◆ **SUPPLIED TEXT**
%%

I've been trying mate unforunately only interest from one so far.
Unfortunately we've got a fair bit on our plate with our club stand at Bitter and Twisted Beer Festival - guys tend to be brewing for that.


----------



## sydneyhappyhour (2/11/11)

My work has set down our office moving date as the weekend of the 26 - 27th, so I will need to be on hand to rewire desktops etc as they come over :angry: If someone has room to take my beers up it would be greatly appreciated, otherwise I am going to have to drop out.


----------



## redbeard (2/11/11)

Can do, thou who is taking Mr Barls swap ? 

If its 1 crate then easy


----------



## barls (2/11/11)

not sure atm, got few feelers out there.


----------



## Gulpa (2/11/11)

barls said:


> not sure atm, got few feelers out there.



Happy to do if needed. Only fair considering.

cheers
andrew


----------



## barls (2/11/11)

cheers andrew. might take you up on that one yet.


----------



## Brewman_ (2/11/11)

Hi Guys,

I am still keen, but running a little late due to things like B&T like Muggus said. But I have a cube ready to go, and will get it started ASAP.

Do you have a beer list to update with the details?

Fear_n_loath


----------



## barls (2/11/11)

here you go mate.
http://www.aussiehomebrewer.com/forum/inde...showarticle=175


----------



## gruntus (10/11/11)

Have we decided on a day & time to do the swap....sat or sun?


----------



## nifty (10/11/11)

%%

◆ **DATASET SECTION**
%%

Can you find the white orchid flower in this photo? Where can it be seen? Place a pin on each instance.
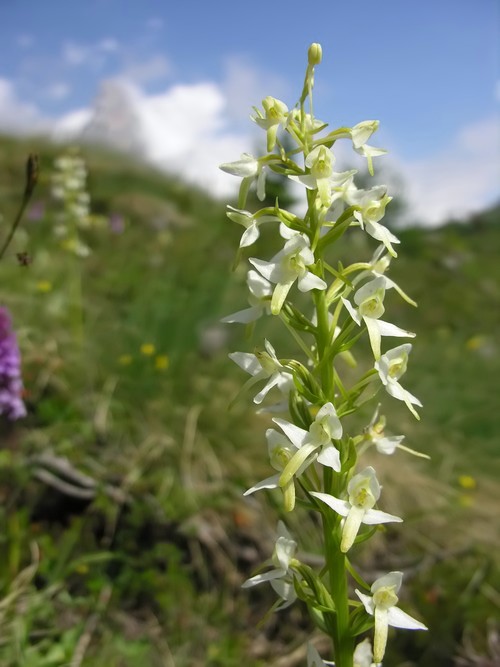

%%

Continue the homebrew forum thread about the beer swap, picking up right after its last line.

◆ **REPLY TO THE EXERCISE**
Sorry Guys, I'm going to have to drop out of this swap. 

Unfortunately, my Mum is moving house on that weekend and I've been volunteered to help.

nifty


----------



## Gulpa (10/11/11)

Gruntus said:


> Have we decided on a day & time to do the swap....sat or sun?



We should do Saturday. I need to pack up and go quite early on Sunday

cheers
andrew.
(swappers are getting a bit thin on the ground atm).


----------



## nifty (10/11/11)

Although I won't be able to attend the swap, I will have a brew ready. Can anyone fit an extra milk crate in their boot?

cheers

nifty


----------



## barls (11/11/11)

and for the first time in a long time im not going. 
it came down to the choice between this and the sister in laws kids first bday and well the fear of the sister in law won out. 
hope every one has fun up there say hi to shawn if hes there, possibly get him to crack the three or four bottles ive got up there sitting in the corner.
who ever i send my beer with ill send a couple of cold bottles to drink with.


----------



## srcossens (11/11/11)

Gulpa said:


> cheers
> andrew.
> (swappers are getting a bit thin on the ground atm).



I'll be putting my hand up for the next one. I am not too far away from having a brew kit set up. I should be back brewing by the end of the year.


----------



## gruntus (11/11/11)

Gulpa said:


> We should do Saturday. I need to pack up and go quite early on Sunday
> 
> cheers
> andrew.
> (swappers are getting a bit thin on the ground atm).


OK Saturday it is....shall we combine the swap with a BBQ.


----------



## Josh (11/11/11)

Gruntus said:


> OK Saturday it is....shall we combine the swap with a BBQ.



Sounds good to me. I'll bring a Greek dessert.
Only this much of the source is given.